Region pointing data
###
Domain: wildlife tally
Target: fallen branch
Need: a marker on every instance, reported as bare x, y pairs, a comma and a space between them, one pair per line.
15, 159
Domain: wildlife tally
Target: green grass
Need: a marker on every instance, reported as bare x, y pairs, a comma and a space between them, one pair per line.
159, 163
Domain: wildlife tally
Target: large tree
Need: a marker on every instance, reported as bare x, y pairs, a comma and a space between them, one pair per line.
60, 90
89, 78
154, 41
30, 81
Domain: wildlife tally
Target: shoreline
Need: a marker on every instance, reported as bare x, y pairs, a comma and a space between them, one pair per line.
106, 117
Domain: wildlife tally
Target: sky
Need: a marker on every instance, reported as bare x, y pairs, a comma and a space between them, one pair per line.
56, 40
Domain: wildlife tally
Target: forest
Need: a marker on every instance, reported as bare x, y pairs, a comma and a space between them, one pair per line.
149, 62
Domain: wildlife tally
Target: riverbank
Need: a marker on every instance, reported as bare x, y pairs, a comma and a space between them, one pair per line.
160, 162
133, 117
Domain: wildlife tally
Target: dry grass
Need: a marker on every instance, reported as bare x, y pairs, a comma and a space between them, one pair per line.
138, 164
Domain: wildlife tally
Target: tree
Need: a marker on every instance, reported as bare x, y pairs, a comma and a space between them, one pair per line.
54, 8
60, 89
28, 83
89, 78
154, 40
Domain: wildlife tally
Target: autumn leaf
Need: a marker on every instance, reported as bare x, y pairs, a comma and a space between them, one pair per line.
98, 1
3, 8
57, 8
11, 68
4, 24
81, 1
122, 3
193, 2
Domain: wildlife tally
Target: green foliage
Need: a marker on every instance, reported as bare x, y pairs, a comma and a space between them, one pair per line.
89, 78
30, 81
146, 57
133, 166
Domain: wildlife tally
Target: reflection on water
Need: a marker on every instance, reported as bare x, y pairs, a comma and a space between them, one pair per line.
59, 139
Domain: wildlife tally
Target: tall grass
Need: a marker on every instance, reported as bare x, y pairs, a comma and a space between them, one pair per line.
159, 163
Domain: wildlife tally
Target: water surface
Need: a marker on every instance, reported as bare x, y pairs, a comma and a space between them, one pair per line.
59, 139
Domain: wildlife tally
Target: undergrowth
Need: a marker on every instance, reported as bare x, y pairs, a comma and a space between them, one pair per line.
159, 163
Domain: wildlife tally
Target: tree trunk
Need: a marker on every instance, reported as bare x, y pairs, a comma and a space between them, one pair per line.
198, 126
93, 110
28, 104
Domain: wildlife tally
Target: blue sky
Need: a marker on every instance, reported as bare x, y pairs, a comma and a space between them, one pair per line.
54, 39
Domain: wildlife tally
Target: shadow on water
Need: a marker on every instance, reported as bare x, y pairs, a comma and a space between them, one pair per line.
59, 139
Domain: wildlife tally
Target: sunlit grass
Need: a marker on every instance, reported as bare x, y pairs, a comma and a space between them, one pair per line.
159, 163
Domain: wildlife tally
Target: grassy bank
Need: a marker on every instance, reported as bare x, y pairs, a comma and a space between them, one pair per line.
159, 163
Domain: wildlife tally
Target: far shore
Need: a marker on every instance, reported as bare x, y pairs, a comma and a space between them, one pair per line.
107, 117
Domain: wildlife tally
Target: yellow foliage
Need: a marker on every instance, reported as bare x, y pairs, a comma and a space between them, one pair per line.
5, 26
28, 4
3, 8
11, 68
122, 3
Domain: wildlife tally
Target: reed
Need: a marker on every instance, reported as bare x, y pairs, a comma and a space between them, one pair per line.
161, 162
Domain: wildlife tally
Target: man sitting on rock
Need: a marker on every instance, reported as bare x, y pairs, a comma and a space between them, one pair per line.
###
Try it: Each line above that includes "foliage" should be shown.

Expected answer:
Target: green foliage
Target: yellow foliage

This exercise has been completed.